--- GIVEN EXERCISE 1 ---
Duplicate the part of the email between "Compared to an" and "pool of constants.", inclusive.
--- GIVEN EXERCISE 2 ---
List every email address that appears in the email.

- From: Sergey Melnik <melnik@db.stanford.edu>
- Date: Mon, 01 Oct 2001 15:48:39 -0700
- To: Graham Klyne <Graham.Klyne@MIMEsweeper.com>
- CC: RDFCore WG <w3c-rdfcore-wg@w3.org>
Graham,
thanks a lot for the pointers! There may be a possibility that making
literals composite might impact the MT in some non-trivial ways.
Compared to an approach like the one in 3) below, datatypes expressed
using composite literals simplify a developer's life a lot. So maybe
some of the problems that you anticipate aren't too crucial given the
benefit? ('d need to consult Pat on this, I guess).
To reiterate, in [1] I did not mean to say anything about the
relationship between IR and LV, but just about the pool of constants.
Sergey
Graham Klyne wrote:
>
> With reference to...

--- MATERIAL PROVIDED ---
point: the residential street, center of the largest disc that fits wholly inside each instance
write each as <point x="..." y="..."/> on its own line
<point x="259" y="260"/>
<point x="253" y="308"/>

--- SOLUTION 1 ---
Compared to an approach like the one in 3) below, datatypes expressed
using composite literals simplify a developer's life a lot. So maybe
some of the problems that you anticipate aren't too crucial given the
benefit? ('d need to consult Pat on this, I guess).
To reiterate, in [1] I did not mean to say anything about the
relationship between IR and LV, but just about the pool of constants.

--- SOLUTION 2 ---
melnik@db.stanford.edu
Graham.Klyne@MIMEsweeper.com
w3c-rdfcore-wg@w3.org